A run of records
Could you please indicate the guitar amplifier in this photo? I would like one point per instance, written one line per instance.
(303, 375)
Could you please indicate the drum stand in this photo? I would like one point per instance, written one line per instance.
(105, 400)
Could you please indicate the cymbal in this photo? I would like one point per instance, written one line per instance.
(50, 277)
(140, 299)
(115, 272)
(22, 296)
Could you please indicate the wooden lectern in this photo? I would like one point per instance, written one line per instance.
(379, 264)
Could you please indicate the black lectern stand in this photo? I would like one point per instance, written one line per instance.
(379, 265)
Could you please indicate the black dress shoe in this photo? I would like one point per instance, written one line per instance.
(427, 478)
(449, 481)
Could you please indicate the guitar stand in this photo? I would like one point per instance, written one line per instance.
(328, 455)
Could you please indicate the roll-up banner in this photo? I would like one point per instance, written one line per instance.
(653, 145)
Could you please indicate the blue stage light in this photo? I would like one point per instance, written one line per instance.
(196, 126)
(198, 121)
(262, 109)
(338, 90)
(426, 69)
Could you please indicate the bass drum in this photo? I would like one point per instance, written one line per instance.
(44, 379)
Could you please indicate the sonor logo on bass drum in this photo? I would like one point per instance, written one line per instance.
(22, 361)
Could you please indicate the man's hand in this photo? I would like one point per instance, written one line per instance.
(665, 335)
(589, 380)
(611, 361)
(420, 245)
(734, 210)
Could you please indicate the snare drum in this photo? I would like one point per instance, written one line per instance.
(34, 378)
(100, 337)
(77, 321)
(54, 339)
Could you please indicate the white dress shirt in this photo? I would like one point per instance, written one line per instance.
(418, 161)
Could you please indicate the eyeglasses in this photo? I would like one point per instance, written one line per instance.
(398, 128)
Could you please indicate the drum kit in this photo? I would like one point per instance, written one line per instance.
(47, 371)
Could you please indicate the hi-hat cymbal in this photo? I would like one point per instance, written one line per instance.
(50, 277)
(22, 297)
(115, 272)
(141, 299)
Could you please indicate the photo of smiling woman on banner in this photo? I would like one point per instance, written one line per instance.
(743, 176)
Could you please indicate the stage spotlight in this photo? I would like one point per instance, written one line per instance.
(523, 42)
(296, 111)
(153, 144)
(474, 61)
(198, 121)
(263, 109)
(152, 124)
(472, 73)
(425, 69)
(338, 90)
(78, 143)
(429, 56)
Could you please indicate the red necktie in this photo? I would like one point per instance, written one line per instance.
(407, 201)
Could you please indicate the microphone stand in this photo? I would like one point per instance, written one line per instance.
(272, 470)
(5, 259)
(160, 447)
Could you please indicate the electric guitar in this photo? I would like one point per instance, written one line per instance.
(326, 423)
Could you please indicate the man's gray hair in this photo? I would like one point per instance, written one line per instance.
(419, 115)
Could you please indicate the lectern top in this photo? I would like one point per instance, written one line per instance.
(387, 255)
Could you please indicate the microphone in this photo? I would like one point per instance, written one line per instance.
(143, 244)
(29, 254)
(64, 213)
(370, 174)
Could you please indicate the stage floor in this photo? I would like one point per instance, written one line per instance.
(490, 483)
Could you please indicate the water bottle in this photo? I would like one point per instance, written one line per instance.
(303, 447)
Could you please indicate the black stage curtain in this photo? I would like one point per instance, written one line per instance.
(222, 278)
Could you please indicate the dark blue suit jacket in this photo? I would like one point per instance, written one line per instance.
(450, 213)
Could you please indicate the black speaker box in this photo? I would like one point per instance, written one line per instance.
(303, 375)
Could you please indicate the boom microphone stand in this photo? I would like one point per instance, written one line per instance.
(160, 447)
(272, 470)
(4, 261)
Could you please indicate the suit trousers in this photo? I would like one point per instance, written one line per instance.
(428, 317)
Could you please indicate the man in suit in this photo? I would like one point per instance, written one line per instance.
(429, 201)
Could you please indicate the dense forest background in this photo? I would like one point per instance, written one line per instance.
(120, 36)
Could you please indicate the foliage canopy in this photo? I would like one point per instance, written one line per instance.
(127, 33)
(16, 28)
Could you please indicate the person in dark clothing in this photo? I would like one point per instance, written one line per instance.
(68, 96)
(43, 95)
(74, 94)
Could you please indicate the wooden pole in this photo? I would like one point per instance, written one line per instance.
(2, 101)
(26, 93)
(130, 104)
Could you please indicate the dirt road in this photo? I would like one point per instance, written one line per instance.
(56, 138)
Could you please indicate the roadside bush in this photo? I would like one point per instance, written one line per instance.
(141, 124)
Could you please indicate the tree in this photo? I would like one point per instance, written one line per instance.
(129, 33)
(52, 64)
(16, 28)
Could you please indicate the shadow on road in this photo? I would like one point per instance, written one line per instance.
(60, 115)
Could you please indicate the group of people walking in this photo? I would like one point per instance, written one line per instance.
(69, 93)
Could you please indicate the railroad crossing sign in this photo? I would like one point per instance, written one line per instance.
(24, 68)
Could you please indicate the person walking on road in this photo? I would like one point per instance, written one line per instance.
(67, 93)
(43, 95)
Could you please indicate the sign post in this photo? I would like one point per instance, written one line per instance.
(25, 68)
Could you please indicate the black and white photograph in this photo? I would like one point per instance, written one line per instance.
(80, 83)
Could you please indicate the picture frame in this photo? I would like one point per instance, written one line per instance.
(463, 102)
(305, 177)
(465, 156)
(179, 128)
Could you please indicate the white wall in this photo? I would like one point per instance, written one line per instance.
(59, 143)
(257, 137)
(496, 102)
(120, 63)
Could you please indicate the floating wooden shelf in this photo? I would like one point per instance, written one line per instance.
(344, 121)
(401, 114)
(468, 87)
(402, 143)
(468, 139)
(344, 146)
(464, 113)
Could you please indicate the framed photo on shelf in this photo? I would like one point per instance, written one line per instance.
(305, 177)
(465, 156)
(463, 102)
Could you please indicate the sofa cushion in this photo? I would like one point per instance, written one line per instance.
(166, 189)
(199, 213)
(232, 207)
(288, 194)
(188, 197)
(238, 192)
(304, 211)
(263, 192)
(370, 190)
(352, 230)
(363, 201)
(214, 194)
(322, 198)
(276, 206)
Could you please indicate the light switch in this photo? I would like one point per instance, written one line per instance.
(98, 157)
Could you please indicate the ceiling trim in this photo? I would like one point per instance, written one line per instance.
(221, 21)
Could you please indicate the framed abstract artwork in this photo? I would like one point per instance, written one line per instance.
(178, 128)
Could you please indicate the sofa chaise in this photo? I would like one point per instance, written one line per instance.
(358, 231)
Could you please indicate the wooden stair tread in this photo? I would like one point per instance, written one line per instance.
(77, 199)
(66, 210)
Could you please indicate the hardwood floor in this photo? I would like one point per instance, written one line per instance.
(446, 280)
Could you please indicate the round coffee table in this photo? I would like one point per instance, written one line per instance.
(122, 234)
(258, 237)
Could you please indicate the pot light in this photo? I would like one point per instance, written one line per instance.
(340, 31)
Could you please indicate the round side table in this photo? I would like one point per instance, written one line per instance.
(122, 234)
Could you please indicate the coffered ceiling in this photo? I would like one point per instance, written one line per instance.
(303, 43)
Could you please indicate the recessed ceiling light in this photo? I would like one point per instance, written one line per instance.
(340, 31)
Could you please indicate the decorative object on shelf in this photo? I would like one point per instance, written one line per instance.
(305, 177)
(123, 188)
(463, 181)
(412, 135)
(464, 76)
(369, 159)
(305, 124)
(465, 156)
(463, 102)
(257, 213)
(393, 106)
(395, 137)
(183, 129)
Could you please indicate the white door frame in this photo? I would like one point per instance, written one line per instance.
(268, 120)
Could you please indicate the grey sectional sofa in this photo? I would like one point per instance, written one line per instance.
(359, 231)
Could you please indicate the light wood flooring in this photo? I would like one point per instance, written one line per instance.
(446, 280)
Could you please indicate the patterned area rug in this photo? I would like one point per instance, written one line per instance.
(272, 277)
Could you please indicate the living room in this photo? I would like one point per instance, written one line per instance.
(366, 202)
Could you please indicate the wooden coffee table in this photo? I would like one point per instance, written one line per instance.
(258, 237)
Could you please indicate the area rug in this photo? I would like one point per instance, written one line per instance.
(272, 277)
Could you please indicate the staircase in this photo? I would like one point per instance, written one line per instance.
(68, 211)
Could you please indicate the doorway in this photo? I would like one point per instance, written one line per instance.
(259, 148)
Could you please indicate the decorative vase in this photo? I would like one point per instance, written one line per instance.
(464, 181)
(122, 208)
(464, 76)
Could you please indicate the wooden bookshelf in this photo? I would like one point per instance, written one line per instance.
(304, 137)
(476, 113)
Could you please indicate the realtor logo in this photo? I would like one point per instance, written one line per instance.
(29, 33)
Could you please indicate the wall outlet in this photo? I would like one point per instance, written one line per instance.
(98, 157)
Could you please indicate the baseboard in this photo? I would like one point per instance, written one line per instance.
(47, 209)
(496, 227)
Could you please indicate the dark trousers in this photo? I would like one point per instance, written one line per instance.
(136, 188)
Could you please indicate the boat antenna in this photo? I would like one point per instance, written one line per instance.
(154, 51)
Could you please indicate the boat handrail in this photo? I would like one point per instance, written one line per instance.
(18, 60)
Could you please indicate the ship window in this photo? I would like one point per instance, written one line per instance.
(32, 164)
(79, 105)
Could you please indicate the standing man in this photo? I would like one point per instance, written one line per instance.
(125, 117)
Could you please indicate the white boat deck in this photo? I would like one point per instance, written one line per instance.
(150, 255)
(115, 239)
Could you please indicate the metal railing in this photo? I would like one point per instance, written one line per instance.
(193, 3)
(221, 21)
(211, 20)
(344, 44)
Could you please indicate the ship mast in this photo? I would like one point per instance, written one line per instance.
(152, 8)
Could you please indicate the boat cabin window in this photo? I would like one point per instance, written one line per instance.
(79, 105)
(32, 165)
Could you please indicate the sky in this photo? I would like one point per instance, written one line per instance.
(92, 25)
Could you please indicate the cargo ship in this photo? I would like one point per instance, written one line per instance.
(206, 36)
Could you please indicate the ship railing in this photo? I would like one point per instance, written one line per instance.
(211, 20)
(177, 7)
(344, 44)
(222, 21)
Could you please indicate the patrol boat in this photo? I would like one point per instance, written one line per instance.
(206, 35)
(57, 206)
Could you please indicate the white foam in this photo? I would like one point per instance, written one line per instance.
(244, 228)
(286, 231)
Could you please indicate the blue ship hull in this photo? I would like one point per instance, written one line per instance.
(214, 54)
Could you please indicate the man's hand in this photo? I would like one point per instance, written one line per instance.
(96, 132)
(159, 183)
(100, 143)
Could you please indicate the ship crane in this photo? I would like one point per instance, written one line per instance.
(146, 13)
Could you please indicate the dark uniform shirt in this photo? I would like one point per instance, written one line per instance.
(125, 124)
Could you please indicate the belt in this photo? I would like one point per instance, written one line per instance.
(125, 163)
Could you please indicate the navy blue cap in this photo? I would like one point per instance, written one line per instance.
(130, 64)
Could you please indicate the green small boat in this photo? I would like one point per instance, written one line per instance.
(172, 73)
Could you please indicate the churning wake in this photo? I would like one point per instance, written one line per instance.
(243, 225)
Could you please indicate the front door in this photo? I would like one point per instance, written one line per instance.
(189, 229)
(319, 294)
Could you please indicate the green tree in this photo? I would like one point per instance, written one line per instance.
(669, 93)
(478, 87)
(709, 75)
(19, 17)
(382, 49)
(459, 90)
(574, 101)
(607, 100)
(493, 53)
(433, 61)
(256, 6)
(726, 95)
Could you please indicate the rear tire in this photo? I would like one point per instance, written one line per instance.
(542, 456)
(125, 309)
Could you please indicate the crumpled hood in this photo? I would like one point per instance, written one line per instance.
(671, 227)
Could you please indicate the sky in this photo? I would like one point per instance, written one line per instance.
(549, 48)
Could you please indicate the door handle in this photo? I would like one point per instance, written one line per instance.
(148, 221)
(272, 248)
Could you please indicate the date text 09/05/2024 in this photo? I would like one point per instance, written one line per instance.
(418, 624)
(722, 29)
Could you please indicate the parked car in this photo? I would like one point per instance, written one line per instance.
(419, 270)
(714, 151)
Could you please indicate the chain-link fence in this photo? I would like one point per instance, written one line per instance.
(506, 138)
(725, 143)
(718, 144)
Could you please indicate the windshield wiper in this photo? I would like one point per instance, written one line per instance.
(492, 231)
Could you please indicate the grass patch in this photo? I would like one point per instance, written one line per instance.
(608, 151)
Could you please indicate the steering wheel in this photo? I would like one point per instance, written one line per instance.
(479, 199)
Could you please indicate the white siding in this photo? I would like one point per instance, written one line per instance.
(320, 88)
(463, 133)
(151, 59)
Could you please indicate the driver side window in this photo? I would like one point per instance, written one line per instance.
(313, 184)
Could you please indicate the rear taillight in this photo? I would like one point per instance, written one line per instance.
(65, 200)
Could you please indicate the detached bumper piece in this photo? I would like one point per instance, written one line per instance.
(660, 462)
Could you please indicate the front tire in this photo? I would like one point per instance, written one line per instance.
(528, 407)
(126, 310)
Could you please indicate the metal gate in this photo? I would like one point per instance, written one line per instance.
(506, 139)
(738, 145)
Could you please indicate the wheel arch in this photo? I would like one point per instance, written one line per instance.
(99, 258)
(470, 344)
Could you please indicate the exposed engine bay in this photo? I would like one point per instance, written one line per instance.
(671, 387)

_Exercise instructions_
Look above for the line containing "Could you please indicate the detached", then transcribe it and all lines after it through the last, exactly and with nothing else.

_Response to the exercise_
Could you please indicate the detached bumper piece in this photo? I would like one point per instance, written one line per instance.
(660, 462)
Could you please indicate the front tire in this photo? I would like one point per instance, written one line per instance.
(528, 407)
(126, 310)
Could you please indicate the metal gate in this photo? I would like one point per instance, written one line per instance.
(506, 139)
(738, 145)
Could you please indicate the wheel arch in this photo? I would like one point per instance, written one line per instance.
(99, 258)
(470, 344)
Could you please indicate the exposed engine bay in this photo? I would like one point per instance, written one line per instance.
(671, 387)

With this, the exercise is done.